■ **DIRECTION**: Find the line that contains "You are given a photograph. For the yellow" in the entries below. Restate it and every line after it, word for word, with no pictures.

* START DATA SHOWN *

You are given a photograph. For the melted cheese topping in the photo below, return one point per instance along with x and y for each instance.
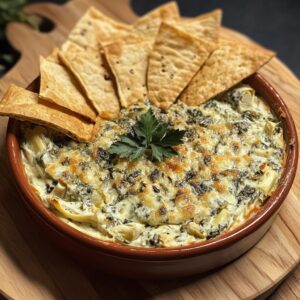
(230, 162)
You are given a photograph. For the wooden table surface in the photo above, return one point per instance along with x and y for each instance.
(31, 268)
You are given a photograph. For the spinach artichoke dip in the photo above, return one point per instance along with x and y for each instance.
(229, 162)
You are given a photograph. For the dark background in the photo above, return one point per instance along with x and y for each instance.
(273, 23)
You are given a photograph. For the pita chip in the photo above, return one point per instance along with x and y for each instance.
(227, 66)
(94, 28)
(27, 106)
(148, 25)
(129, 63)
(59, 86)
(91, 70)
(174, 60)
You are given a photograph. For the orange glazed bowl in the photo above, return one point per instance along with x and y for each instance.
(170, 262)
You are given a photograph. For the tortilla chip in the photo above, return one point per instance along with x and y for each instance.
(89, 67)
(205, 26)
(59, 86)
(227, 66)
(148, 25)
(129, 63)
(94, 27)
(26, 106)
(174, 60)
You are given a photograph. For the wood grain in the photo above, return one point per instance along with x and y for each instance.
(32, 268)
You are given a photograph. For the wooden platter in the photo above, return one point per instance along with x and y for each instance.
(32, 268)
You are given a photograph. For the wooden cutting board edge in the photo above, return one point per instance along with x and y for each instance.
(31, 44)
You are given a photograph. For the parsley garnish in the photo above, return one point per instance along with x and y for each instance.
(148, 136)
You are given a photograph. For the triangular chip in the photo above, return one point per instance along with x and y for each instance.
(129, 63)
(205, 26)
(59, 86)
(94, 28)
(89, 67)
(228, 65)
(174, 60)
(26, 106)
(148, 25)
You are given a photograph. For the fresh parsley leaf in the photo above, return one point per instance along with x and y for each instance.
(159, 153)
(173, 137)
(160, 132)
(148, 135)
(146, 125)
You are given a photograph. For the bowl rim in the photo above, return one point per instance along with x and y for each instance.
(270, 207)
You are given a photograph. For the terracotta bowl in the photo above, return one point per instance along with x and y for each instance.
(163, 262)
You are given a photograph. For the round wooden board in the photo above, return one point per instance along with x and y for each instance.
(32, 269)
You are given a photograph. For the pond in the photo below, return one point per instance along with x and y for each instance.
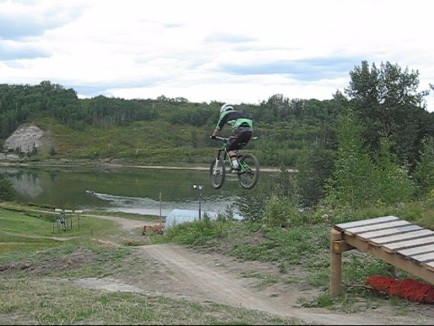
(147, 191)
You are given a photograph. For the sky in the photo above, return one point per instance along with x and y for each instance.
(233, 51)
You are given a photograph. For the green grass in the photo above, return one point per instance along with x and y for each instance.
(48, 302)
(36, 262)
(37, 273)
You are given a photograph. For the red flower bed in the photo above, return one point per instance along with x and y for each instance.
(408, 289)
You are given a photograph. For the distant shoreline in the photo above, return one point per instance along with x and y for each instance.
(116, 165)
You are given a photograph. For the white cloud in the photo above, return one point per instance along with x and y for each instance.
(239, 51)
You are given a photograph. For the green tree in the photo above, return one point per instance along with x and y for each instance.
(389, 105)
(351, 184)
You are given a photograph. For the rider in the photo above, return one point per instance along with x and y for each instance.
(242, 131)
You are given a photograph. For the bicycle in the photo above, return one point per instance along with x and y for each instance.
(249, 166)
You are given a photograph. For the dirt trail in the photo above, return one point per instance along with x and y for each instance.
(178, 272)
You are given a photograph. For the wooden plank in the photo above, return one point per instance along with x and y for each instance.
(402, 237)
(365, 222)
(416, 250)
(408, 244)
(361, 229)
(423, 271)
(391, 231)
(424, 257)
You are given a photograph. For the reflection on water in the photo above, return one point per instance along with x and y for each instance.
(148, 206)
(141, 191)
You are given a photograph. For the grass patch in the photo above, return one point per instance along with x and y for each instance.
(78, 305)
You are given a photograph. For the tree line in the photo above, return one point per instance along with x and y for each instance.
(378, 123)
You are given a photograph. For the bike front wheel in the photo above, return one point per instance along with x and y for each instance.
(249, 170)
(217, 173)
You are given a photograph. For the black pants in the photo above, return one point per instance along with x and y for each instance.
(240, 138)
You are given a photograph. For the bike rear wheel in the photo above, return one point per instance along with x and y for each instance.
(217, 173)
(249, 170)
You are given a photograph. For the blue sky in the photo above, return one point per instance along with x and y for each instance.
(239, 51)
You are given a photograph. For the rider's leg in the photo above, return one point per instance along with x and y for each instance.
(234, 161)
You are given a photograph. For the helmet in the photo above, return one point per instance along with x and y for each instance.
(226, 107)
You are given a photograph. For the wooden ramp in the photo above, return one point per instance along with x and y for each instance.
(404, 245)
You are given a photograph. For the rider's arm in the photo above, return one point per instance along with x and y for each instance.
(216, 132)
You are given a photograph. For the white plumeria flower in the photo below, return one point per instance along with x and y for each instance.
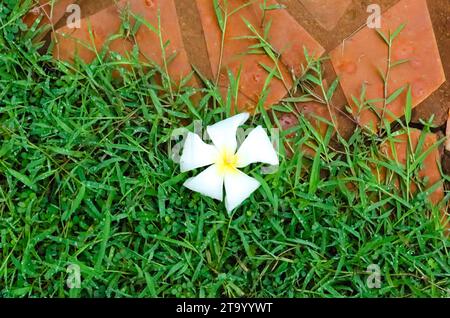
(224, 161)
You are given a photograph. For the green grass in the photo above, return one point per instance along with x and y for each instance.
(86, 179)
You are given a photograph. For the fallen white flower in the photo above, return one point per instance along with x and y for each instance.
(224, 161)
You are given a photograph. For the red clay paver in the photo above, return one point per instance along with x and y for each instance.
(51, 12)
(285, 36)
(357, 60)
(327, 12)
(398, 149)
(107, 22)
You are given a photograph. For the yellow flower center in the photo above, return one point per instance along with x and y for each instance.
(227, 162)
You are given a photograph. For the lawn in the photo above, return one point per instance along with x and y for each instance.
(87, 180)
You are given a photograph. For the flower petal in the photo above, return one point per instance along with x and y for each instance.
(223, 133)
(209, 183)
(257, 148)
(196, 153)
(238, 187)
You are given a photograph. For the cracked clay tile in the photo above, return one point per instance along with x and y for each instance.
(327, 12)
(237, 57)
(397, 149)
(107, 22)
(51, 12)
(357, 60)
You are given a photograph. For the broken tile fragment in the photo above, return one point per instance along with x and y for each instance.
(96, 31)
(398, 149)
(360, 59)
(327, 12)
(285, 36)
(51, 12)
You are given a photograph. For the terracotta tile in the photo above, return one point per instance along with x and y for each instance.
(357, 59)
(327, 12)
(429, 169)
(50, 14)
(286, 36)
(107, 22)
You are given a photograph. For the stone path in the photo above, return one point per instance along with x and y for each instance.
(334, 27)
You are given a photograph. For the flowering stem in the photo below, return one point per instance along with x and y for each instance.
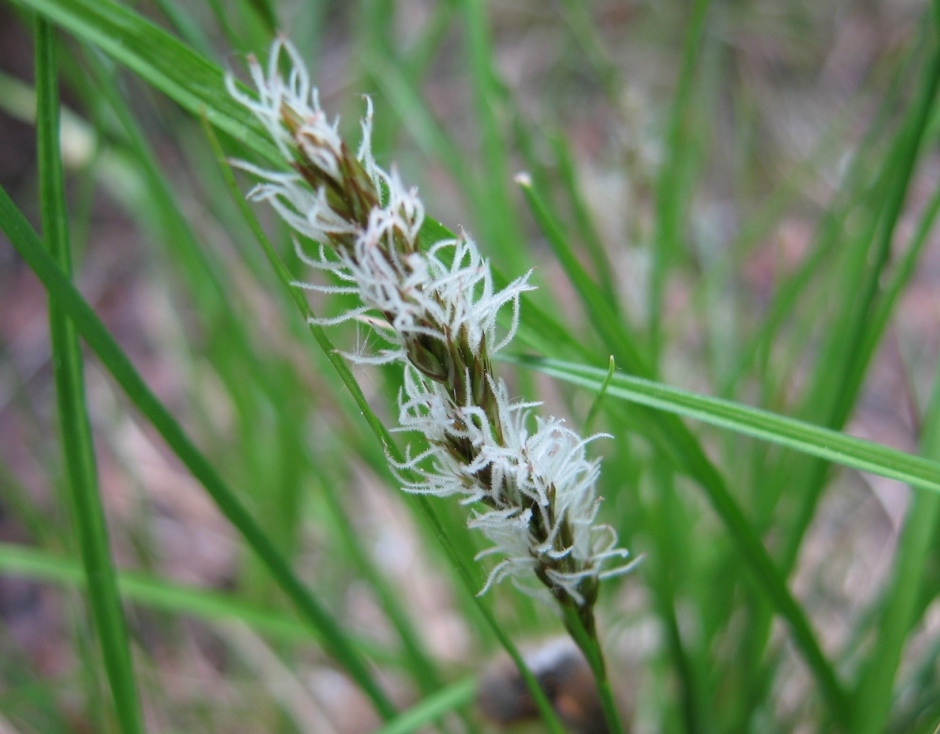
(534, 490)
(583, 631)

* END DATA SHOWN *

■ **RESPONSE TO THE TASK**:
You are given a photograph. For the yellow flower center in the photo above, return one point per instance along with x and y for each instance.
(227, 162)
You are given a photograph. For the lawn in the photo above, return one point per instance along with x and y for each instance.
(87, 180)
You are given a photograph. For the flower petal in the photo above, return one point per instance along with x and y for each instance.
(223, 133)
(209, 183)
(257, 148)
(196, 153)
(238, 187)
You are given a photograph. For the cracked clay tile in the photo above, return one point per instance along with x and y for each instance.
(327, 12)
(237, 57)
(397, 149)
(107, 22)
(51, 12)
(357, 60)
You are given a photograph. For the broken tile fragment in the photo above, return one point per instance along with x and y for each instance.
(96, 31)
(398, 149)
(360, 59)
(327, 12)
(285, 36)
(51, 12)
You are given a photograph. For the terracotta tile in the photo above, return one point per instance along with x and y for each instance.
(357, 59)
(327, 12)
(429, 169)
(50, 14)
(286, 36)
(107, 22)
You are given a photograph. For the stone path in the photo above, return one point per instance along with x and y for each instance.
(334, 27)
You are given a photograph. For the flowering stem in the photo below, return one point per instance along with x and y for each instance.
(534, 490)
(583, 631)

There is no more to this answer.